- **Part of a data file**:
□ □ □
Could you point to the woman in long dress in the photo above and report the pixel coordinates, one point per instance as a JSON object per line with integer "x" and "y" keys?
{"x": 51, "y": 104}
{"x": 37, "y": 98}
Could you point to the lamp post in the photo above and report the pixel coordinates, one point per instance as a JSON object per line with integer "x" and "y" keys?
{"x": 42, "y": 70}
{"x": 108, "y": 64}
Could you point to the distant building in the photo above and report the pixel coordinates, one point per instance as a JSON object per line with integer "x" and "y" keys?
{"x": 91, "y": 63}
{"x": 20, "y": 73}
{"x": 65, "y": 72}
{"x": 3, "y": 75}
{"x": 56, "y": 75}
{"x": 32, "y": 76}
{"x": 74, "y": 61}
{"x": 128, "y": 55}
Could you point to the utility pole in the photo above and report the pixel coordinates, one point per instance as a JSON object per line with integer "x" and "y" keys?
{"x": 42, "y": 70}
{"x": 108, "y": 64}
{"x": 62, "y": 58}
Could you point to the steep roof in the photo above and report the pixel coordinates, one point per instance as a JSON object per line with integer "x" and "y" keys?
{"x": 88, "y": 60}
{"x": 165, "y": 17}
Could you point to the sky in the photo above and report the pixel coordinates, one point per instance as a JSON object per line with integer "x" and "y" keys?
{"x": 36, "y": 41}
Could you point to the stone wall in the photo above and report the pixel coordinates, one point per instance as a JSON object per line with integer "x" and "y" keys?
□ □ □
The entries above should be repeated exactly, every one of them.

- **Output for this task**:
Could you point to the woman in long dress in the photo above and report the pixel coordinates, one point per instance as a JSON object per line with integer "x" and "y" keys?
{"x": 51, "y": 104}
{"x": 37, "y": 98}
Could you point to the lamp post in the photo above and report the pixel coordinates, one point per instance as a JSON object per line with integer "x" and "y" keys?
{"x": 42, "y": 70}
{"x": 108, "y": 64}
Could you point to the distant building in the photo above and report the pixel coordinates, one point per instance as a JSON object per line with integer "x" and "y" keys?
{"x": 91, "y": 63}
{"x": 20, "y": 73}
{"x": 65, "y": 72}
{"x": 3, "y": 75}
{"x": 56, "y": 75}
{"x": 32, "y": 76}
{"x": 74, "y": 61}
{"x": 128, "y": 55}
Could you point to the utility pole in the photo above and report the pixel coordinates, one point per instance as a JSON object per line with integer "x" and "y" keys?
{"x": 42, "y": 70}
{"x": 108, "y": 64}
{"x": 62, "y": 58}
Could you point to the steep roof in the photo above and report the pixel coordinates, one point per instance as a JSON object per line with integer "x" and "y" keys?
{"x": 88, "y": 60}
{"x": 165, "y": 17}
Could you point to the sky in the photo above and report the pixel coordinates, one point per instance as a JSON object per line with integer "x" and "y" keys?
{"x": 36, "y": 41}
Could you point to the stone wall in the photo above and report the pixel coordinates, one point per instance as a JSON object per line with integer "x" and "y" keys?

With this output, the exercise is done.